**ACTIVITY**:
The expected reply is all of the data, returned exactly.

[[ DATA TO USE open ]]

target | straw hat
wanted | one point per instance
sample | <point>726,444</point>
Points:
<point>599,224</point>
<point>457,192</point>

[[ DATA TO USE closed ]]

**TASK RESPONSE**:
target | straw hat
wanted | one point per instance
sample | <point>726,444</point>
Points:
<point>599,224</point>
<point>457,192</point>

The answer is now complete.